◆ Work request: Give back an exact copy of the listing that follows, without the pictures.
════════
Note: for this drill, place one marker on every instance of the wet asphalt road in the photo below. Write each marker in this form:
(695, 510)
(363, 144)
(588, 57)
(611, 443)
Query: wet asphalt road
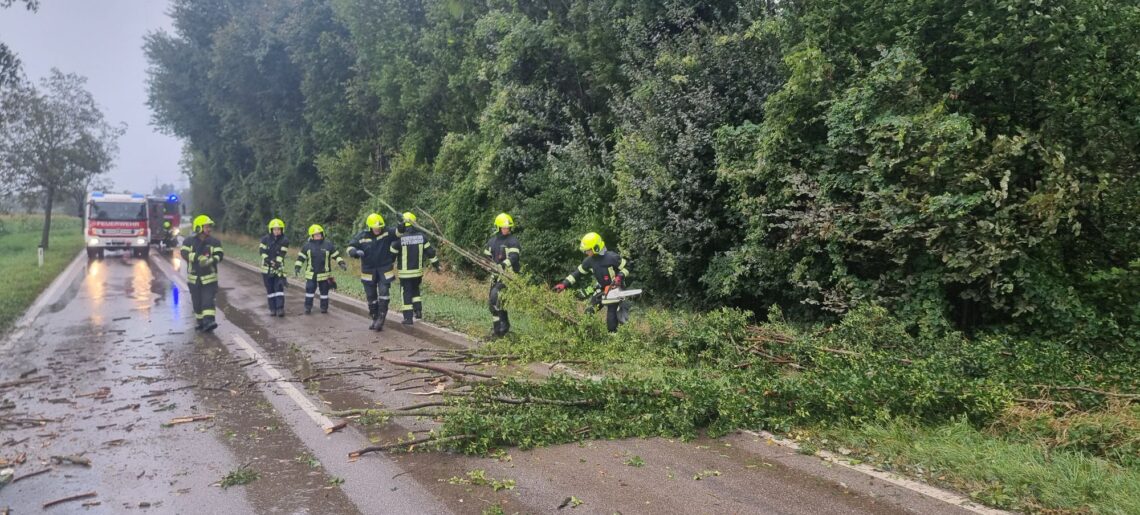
════════
◆ Answer to this exercise:
Note: for this drill, place one marker on every instance of the wet asphalt road in the photo below. Write each marker in this form:
(695, 510)
(363, 144)
(588, 57)
(611, 443)
Query: wet asphalt road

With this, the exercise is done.